▶ _Exercise aim_
Transcribe the material in full, exactly as written.

▶ _Items_
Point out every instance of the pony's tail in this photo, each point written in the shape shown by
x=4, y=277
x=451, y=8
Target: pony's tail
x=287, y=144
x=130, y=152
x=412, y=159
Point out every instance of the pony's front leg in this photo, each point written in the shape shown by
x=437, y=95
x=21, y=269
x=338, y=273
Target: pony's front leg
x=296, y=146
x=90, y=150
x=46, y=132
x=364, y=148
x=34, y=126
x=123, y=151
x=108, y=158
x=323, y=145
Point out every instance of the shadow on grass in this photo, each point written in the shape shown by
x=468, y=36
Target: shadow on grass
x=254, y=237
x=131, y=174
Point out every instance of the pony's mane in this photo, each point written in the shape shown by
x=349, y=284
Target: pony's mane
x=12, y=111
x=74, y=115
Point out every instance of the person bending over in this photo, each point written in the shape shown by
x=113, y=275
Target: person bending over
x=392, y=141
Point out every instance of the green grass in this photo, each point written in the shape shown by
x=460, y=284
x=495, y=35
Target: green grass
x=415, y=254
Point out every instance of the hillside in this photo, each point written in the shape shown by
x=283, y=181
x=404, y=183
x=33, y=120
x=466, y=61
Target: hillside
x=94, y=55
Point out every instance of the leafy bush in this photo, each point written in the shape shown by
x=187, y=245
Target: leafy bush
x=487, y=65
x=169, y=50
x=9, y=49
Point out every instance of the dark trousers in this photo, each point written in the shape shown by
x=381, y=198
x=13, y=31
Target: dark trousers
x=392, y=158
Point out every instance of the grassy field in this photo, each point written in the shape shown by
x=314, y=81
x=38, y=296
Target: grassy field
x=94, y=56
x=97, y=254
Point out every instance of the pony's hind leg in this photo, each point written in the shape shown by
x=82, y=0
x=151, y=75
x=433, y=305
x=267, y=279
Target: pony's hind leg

▶ _Output below_
Point out every instance of the pony's tail in this photo, each point written in the shape shown by
x=4, y=277
x=451, y=8
Target: pony's tail
x=287, y=144
x=130, y=152
x=412, y=159
Point out every instance of the pony's front leg in this photo, each point written in the shape shown by
x=437, y=95
x=21, y=269
x=338, y=273
Target: pony's front leg
x=296, y=146
x=90, y=150
x=46, y=132
x=364, y=148
x=34, y=126
x=123, y=151
x=108, y=158
x=323, y=145
Point out every instance of the shadow on grass in this photo, each point written in the shape shown by
x=468, y=36
Target: shadow on grass
x=254, y=237
x=131, y=174
Point out every instance of the pony's mane in this photo, each point written in the shape shown by
x=349, y=284
Target: pony's mane
x=12, y=111
x=74, y=115
Point out every instance of the person bending over in this photo, each point written in the shape shown by
x=113, y=275
Target: person bending over
x=392, y=141
Point out every instance of the green grass in this photo, each point written in the shape shown by
x=460, y=284
x=495, y=35
Target: green grass
x=415, y=254
Point out every instance of the hillside in this photo, each point written in the shape shown by
x=283, y=181
x=404, y=183
x=33, y=120
x=466, y=61
Target: hillside
x=94, y=55
Point out every instance of the leafy bush in this photo, each point written in the shape shown by
x=187, y=245
Target: leafy bush
x=487, y=65
x=169, y=50
x=9, y=49
Point out every instance of the dark trousers in this photo, each point written in the shape shown by
x=381, y=198
x=13, y=31
Target: dark trousers
x=392, y=158
Point out every instance of the grassy field in this photo, each point written in the shape shown by
x=314, y=81
x=38, y=296
Target: grassy field
x=94, y=56
x=97, y=254
Point out every instance of the pony's hind leg in this photo, each point written in the shape shown by
x=82, y=0
x=151, y=75
x=433, y=305
x=267, y=279
Target: pony's hind leg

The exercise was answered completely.